Text section:

##########

A guide for planning and strategy development in the face of complexity

Posted on 7 July, 2013 – 6:55 PM

By Richard Hummelbrunner and Harry Jones
ODI Background Note, March 2013. Available as pdf

“Many argue that governments, non-governmental organisations and international agencies should spend less time planning in advance and more time adapting programmes to changing scenarios and learning by doing. In the complex context of development, how can policy makers, managers and practitioners best plan in the face of complexity? Does complexity make planning an irrelevant exercise?

This Background Note is a guide, explaining how planning and strategy development can be carried out despite complexity. While it is true that complex situations require a greater focus on learning and adaptation, this does not render plan­ning irrelevant. In fact, there are ways in which the processes and products of planning can respect the realities of the situation and set up interven­tions (policies, programmes and projects) to give them the best chance of success.

The guide builds on academic, policy and programmatic literature related to themes around systems and complexity  and draws on the authors’ experience of advising development agencies and governments in both developed and developing countries.

The note covers three points:

  1. How to recognise a complex situation what challenges it will pose
  2. Principles for planning in the face of complexity
  3. Examples of planning approaches that address complexity”

Rick Davies comment: Over two hundred years ago William Blake exclaimed in verse “Pray God us keep From Single vision & Newton’s sleep”  If he was to read the current literature on complexity, planning and evaluation he might be tempted to repeat his advice, again and again, until it seeped through. Why do I think this? I searched this ODI paper for three magic words: diversity, difference and variation. Their existence in real life is the raw fuel for evolutionary processes, one that has enabled living organisms to survive amidst radically changeable environments over aeons of time on earth. And lo and behold, most of these organisms dont seem to have much in the way of planning units or strategy formulation processes. Evolution is a remarkably effective but non-teleological (i.e. goal driven) process of innovation and adaptation.

While I did not find the words diversity and variation in the ODI text, I was pleased for find one brief reference to the use of evolutionary processes, as follows:

Another option is an ‘evolutionary’ approach, whereby a plan is not seen as single ‘big bet’ but rather as a portfolio of experiments, by setting an over-riding goal and then pursuing a diverse sets of plans simultaneously, each of which has the potential to evolve. We could also adopt a ‘breadth first’ approach with ‘trial and error’ as the central aim of the initial stage of implementation, to encourage parallel testing of a variety of small-scale interventions”

##########

Data rows:
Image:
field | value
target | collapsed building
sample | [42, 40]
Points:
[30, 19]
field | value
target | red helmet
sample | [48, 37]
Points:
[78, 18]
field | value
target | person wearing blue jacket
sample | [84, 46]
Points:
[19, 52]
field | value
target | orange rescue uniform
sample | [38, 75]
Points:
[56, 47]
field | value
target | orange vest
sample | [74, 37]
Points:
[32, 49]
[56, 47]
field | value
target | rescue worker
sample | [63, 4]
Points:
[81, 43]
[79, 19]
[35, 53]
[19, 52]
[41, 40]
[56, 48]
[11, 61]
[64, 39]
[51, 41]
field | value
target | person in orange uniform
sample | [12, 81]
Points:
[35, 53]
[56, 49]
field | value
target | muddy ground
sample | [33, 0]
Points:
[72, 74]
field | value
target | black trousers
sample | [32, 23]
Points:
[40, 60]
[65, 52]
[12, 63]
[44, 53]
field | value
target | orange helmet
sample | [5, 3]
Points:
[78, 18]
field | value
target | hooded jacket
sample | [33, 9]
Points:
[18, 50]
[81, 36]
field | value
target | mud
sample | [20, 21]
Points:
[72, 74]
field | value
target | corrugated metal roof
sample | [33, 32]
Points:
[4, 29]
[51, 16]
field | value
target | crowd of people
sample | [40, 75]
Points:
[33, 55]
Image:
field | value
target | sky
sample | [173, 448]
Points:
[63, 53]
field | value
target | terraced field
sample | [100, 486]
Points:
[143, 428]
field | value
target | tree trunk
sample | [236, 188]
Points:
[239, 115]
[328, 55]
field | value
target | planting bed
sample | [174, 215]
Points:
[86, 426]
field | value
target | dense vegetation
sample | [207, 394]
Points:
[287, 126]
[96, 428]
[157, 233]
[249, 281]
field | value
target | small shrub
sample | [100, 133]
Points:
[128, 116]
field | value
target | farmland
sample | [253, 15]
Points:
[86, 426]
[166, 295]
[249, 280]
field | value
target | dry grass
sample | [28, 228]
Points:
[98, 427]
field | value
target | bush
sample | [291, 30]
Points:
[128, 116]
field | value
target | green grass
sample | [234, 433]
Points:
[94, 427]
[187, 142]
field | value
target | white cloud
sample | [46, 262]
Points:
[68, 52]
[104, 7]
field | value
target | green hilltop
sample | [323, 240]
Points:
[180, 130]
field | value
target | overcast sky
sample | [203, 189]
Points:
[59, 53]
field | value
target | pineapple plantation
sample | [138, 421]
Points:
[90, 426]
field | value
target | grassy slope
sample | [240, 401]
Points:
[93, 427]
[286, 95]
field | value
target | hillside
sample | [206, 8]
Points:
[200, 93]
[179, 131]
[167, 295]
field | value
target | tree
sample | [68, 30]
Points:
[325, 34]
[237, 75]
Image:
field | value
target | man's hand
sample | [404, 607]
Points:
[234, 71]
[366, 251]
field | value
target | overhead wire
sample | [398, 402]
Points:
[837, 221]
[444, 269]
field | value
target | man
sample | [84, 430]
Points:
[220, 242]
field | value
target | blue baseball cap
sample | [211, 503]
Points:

##########

Complete the following:
1. In the text on planning in the face of complexity, write out the passage between "This Background Note" and "chance of success.", inclusive, swapping "Background Note" for "Briefing Paper".
2. According to the text on planning in the face of complexity, which three words did Rick Davies search for in the ODI paper?
3. Go on with the text on planning in the face of complexity, starting after its final sentence.

Task results:
1.
This Briefing Paper is a guide, explaining how planning and strategy development can be carried out despite complexity. While it is true that complex situations require a greater focus on learning and adaptation, this does not render plan­ning irrelevant. In fact, there are ways in which the processes and products of planning can respect the realities of the situation and set up interven­tions (policies, programmes and projects) to give them the best chance of success.

2. Diversity, difference and variation.

3.
One means of ensuring sufficient diversity in experiments is to decentralise resources and the control over those resources. This can happen in projects which have explicit empowerment objectives and also in other kinds of projects that are large in scale and working in a diversity of environments, where central controls can be loosened, either by accident or intention. In my experience there are already plenty of natural experiments with experimentation underway, the problem is the failure to capitalise on them. One reason being the continued fixation with a single vision, that is, an over-arching Theory of Change, embeded in a LogFrame and/or other planning formats, which end up dominating evaluators’ attention and use of time. This includes my own evaluation practice, mea culpa, notably with four projects in Indonesia between 2005 and 2010.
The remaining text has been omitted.